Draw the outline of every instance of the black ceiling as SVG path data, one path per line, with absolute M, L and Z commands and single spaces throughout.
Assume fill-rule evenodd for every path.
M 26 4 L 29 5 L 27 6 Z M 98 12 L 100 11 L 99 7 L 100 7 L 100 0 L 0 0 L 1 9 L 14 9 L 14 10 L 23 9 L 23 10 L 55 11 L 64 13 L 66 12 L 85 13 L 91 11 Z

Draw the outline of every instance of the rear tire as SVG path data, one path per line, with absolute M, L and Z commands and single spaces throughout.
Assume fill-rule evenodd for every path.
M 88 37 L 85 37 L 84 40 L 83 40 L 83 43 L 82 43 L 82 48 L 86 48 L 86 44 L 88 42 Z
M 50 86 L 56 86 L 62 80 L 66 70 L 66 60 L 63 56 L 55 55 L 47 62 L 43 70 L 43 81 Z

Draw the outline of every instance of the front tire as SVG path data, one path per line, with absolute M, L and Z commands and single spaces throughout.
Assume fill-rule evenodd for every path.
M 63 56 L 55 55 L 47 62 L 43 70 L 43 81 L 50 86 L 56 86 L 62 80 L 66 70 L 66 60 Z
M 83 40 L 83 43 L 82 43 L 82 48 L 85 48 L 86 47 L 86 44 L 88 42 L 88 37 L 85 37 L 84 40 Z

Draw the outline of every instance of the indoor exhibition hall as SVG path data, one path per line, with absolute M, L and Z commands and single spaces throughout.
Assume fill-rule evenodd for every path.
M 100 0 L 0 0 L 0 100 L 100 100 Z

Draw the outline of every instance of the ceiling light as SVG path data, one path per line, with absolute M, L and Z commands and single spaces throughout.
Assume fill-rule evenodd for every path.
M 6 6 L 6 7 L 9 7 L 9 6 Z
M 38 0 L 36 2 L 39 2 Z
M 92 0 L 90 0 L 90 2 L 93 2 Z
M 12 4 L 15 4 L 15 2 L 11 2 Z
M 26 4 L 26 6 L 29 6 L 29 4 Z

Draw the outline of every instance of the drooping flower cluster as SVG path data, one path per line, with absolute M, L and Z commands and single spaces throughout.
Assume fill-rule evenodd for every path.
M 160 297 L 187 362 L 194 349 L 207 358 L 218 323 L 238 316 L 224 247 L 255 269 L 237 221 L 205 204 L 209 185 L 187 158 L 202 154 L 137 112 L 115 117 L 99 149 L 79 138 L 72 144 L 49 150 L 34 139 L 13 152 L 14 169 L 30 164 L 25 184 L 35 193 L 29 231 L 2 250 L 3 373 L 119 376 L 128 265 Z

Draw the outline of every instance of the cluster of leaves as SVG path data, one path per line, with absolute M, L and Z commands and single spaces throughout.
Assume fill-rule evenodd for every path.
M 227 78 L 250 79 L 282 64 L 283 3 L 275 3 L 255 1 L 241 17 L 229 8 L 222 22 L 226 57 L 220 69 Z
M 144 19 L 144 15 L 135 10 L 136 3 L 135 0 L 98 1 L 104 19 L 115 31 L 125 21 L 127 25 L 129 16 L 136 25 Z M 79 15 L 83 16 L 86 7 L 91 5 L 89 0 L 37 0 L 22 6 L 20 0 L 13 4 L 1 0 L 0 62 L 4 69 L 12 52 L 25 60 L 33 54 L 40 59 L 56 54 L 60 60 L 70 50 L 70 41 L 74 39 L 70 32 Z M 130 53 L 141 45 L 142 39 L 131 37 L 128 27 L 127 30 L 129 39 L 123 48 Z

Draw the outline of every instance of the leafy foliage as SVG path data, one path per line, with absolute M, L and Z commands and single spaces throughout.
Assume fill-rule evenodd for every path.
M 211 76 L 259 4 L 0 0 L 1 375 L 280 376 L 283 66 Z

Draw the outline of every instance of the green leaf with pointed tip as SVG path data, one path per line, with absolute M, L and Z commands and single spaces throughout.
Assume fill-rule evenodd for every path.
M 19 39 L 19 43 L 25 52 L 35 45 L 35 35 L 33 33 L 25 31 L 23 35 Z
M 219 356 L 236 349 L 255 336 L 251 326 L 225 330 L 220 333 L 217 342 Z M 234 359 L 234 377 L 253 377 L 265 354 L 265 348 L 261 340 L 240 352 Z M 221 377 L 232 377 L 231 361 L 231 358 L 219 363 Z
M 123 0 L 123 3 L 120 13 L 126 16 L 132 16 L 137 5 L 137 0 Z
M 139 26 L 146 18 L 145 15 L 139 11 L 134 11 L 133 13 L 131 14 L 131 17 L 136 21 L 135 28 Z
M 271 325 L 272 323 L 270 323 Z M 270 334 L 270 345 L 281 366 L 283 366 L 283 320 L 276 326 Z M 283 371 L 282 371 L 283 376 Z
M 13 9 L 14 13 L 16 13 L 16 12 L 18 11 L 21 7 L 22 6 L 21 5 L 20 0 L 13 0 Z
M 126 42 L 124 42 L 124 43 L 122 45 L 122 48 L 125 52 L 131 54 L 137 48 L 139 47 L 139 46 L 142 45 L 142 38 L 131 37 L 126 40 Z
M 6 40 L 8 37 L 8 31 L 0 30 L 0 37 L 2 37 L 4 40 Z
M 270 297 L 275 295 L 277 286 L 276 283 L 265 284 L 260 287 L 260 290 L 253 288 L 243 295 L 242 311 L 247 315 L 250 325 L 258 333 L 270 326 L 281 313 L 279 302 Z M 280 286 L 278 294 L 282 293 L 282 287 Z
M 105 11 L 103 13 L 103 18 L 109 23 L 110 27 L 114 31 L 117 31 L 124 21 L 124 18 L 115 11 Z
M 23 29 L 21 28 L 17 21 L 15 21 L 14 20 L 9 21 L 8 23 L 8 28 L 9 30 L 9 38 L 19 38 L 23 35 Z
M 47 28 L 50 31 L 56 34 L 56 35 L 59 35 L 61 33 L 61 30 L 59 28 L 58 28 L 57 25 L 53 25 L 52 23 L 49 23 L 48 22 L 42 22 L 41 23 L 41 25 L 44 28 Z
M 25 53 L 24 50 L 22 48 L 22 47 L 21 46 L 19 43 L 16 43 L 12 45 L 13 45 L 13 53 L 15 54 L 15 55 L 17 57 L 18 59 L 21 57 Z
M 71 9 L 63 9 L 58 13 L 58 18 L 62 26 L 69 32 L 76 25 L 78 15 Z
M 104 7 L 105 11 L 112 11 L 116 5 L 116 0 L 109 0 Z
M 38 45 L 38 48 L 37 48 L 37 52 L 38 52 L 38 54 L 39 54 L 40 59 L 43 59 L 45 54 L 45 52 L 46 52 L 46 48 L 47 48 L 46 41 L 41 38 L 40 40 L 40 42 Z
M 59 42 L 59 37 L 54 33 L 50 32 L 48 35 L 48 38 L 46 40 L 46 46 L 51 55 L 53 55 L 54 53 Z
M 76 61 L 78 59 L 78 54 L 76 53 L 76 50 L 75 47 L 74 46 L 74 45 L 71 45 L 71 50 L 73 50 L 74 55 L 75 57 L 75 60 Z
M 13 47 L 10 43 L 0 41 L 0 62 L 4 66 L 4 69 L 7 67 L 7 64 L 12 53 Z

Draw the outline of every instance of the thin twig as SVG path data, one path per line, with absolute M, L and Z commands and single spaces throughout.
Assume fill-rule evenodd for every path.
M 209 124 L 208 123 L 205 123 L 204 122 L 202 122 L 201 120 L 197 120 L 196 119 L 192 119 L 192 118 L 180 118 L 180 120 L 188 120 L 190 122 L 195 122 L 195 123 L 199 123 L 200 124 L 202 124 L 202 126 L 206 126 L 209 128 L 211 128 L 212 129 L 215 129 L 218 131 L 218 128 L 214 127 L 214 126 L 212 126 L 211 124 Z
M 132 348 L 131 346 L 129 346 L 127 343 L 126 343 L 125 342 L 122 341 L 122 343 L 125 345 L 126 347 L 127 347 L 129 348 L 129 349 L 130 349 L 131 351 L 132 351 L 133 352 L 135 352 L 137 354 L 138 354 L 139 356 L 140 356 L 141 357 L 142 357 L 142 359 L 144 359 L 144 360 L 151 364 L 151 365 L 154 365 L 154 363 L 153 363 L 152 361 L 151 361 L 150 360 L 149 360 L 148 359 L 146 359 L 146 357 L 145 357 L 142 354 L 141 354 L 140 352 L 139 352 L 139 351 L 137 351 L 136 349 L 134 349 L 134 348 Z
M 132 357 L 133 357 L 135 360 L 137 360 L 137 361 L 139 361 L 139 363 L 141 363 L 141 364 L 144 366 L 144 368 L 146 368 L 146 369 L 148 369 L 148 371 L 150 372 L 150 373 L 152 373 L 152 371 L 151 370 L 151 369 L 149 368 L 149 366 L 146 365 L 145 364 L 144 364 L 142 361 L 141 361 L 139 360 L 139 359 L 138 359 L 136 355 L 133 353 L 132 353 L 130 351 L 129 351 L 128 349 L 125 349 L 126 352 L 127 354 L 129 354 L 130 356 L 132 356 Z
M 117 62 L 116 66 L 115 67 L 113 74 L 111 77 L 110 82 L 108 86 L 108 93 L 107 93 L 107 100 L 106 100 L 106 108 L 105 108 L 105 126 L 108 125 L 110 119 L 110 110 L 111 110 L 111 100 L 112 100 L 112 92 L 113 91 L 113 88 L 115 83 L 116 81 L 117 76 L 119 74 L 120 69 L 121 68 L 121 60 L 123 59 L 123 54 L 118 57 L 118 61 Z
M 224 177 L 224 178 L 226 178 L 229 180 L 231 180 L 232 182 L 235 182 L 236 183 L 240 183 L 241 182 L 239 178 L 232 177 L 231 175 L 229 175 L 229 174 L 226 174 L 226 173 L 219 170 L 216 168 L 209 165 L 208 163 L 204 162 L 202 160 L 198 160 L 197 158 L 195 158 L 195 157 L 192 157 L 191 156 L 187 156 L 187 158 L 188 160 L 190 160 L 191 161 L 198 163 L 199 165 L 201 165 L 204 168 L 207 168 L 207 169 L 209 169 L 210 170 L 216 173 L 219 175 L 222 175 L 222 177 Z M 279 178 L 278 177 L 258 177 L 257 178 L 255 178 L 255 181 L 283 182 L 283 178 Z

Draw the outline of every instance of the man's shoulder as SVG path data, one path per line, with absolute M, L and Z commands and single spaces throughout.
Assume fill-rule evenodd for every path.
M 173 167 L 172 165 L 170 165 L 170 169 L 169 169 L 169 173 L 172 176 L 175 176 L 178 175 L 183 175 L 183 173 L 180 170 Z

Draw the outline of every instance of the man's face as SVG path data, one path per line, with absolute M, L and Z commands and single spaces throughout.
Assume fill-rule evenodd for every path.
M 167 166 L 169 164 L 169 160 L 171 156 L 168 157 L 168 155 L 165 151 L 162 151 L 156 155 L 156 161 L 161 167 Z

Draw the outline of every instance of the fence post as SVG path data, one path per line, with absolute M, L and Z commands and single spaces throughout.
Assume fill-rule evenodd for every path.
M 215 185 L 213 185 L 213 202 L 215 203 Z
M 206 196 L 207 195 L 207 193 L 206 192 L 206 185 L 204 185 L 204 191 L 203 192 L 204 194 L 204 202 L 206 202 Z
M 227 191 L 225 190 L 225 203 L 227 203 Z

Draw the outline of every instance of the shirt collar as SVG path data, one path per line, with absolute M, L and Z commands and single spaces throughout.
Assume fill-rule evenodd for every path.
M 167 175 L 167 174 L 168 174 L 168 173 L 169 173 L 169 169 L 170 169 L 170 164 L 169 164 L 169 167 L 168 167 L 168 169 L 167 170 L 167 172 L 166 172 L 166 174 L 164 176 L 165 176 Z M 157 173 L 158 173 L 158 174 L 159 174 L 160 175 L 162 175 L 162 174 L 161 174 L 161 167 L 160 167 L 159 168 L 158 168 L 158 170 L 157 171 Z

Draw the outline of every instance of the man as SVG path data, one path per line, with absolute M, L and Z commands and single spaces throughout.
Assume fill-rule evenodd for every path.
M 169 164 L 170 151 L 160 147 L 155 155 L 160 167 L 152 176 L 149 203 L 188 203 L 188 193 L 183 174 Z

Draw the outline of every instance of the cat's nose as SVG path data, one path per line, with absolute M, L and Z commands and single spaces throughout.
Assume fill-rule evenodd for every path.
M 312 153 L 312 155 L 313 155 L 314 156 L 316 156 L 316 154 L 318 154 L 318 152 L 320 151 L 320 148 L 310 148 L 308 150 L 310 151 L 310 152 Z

◆ ◆ ◆

## Given request
Rewrite the listing lines starting at the line containing "Draw the outline of every instance of the green" and ending at the line containing "M 271 325 L", with "pointed tip" changed to "sharp tip" and nothing else altered. Give back only those lines.

## Problem solution
Draw the outline of every instance of the green leaf with sharp tip as SVG path data, one path per line, with absolute M, L and Z commands and single spaces throughout.
Assume fill-rule evenodd for every path.
M 19 39 L 19 43 L 25 52 L 35 45 L 35 35 L 33 33 L 25 31 L 23 35 Z
M 219 356 L 236 349 L 255 336 L 251 326 L 225 330 L 220 333 L 217 342 Z M 234 359 L 234 377 L 253 377 L 265 354 L 265 348 L 261 340 L 240 352 Z M 221 377 L 232 377 L 231 361 L 231 358 L 219 363 Z
M 123 0 L 123 3 L 120 13 L 126 16 L 132 16 L 137 5 L 137 0 Z
M 139 26 L 146 18 L 145 15 L 139 11 L 134 11 L 133 13 L 131 14 L 131 17 L 136 21 L 135 28 Z
M 271 325 L 272 323 L 270 323 Z M 270 334 L 270 345 L 281 366 L 283 366 L 283 320 L 276 326 Z M 283 371 L 282 371 L 283 376 Z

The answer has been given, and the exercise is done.